START Record excerpts

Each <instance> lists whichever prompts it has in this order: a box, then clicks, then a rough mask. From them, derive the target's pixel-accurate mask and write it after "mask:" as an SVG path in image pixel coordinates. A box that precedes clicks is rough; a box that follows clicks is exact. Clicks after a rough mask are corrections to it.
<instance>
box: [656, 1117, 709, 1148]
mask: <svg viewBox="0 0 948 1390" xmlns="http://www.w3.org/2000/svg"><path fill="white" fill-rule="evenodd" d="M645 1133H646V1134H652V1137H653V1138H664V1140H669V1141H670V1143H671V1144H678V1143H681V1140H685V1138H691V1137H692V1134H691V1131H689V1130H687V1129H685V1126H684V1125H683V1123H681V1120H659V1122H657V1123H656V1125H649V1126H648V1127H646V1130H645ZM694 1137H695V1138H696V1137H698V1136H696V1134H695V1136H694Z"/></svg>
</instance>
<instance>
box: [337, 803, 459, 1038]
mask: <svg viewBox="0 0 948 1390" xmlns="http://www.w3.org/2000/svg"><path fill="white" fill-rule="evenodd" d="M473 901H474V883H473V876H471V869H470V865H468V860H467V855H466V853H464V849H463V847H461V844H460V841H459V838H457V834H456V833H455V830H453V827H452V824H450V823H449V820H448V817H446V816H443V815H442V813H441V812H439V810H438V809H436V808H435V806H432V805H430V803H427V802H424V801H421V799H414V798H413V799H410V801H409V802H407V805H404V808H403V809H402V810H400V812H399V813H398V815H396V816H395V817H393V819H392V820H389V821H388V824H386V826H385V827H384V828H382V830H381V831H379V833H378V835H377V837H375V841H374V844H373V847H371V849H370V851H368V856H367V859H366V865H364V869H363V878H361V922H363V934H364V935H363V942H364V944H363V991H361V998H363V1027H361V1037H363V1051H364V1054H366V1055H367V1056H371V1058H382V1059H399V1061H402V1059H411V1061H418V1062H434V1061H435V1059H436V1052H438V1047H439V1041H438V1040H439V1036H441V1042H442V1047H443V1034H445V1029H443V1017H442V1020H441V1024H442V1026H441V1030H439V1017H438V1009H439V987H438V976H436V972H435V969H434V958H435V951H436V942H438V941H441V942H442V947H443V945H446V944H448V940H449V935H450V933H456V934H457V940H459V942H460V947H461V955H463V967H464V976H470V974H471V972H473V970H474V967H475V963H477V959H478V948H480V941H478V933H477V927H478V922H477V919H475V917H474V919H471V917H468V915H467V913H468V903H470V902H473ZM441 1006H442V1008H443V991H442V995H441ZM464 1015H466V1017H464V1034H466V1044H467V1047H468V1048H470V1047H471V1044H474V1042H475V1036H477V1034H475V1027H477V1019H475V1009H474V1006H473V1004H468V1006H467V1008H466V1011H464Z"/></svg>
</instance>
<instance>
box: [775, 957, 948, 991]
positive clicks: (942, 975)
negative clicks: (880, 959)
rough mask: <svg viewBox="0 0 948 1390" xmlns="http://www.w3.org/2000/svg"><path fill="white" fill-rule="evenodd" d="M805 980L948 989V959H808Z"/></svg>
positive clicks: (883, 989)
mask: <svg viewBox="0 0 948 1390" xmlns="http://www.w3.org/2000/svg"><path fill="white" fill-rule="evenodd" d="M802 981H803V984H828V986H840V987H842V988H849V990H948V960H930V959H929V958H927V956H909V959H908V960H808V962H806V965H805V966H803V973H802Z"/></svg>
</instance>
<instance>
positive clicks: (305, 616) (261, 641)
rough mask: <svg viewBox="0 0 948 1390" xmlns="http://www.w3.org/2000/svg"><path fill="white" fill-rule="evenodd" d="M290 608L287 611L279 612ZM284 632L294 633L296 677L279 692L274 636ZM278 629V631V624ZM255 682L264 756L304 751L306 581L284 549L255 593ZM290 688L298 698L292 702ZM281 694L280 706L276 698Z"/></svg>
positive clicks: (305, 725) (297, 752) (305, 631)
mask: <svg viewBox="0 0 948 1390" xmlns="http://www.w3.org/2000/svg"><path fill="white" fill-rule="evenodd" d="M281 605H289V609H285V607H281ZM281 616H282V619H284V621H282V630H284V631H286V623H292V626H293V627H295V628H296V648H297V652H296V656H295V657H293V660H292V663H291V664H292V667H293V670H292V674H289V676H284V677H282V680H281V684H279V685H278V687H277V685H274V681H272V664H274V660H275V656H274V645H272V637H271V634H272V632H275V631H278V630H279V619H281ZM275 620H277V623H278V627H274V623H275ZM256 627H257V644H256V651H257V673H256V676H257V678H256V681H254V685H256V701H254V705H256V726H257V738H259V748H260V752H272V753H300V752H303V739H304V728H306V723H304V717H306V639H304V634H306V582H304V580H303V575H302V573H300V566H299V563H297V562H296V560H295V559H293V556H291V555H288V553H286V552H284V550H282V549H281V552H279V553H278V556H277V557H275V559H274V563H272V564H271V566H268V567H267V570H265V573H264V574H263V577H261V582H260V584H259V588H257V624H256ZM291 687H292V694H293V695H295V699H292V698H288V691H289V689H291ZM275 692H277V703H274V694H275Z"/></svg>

END Record excerpts

### Exercise aim
Print the listing from its first line through the line containing "box: [656, 1117, 709, 1148]", including both of those lines, and reproduce them exactly.

### Result
Each <instance> lists whichever prompts it has in this order: a box, then clicks, then a rough mask. From them, derive the target's pixel-accurate mask and write it after "mask:" as an SVG path in image pixel coordinates. A box that precedes clicks is rough; a box that follows clicks is exact. Clicks after a rough mask are corrections to it.
<instance>
box: [656, 1117, 709, 1148]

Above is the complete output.